Report every line below that contains the string "wall", copying each such line in full. Case counts.

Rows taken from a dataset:
= = = = =
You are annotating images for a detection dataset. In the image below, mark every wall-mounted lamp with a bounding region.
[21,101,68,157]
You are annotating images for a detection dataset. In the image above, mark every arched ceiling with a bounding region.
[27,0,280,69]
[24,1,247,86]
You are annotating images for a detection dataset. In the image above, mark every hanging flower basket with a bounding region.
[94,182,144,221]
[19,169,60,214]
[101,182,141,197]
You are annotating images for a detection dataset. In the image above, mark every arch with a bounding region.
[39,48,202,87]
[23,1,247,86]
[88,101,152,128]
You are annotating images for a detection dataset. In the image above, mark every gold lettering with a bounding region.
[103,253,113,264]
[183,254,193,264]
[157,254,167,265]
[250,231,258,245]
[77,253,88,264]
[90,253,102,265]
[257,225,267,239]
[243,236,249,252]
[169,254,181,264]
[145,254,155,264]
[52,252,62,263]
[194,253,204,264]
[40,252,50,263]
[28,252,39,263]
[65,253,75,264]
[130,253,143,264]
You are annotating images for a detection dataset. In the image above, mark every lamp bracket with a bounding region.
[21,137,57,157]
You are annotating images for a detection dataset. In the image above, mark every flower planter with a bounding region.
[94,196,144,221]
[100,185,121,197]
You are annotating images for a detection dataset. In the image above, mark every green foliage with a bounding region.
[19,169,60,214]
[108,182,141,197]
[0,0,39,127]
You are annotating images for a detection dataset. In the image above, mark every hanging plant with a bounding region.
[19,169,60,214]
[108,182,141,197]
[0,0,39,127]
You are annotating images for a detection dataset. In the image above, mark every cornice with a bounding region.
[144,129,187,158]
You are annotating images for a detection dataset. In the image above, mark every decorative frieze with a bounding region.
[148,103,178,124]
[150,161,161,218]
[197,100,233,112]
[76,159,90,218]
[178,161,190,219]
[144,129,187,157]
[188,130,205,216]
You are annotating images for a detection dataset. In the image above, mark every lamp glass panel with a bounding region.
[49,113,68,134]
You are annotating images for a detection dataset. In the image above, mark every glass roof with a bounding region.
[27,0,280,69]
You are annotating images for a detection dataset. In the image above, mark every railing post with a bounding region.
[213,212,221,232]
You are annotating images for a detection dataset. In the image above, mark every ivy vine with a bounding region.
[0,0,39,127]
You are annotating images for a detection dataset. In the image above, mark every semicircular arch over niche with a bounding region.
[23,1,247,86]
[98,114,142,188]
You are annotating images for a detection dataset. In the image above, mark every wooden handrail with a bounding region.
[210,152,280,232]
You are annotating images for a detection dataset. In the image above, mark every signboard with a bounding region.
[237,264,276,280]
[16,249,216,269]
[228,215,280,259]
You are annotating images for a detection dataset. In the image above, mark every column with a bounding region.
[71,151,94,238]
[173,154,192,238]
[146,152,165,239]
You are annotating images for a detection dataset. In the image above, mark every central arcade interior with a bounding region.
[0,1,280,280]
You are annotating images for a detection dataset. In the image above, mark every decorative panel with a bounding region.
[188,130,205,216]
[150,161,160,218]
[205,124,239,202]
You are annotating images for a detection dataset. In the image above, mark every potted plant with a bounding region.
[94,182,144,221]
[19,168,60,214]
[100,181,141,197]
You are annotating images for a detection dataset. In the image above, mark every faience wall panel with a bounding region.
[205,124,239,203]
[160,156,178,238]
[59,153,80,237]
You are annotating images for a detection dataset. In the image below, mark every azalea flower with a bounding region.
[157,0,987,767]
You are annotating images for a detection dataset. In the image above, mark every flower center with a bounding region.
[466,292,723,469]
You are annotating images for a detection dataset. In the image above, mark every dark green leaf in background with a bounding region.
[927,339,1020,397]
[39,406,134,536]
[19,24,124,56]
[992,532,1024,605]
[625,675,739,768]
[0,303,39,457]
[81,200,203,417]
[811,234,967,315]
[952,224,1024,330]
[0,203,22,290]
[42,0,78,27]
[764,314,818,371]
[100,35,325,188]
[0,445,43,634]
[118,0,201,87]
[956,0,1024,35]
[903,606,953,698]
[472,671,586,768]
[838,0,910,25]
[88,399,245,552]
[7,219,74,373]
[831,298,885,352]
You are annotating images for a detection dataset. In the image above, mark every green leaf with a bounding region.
= = = = =
Written solution:
You are annotating images for a detection dataset. In the image below, mark every wall-mounted lamp with a bounding region.
You are annotating images for a detection dataset. In the image above, mark every faience wall panel with a bounding region.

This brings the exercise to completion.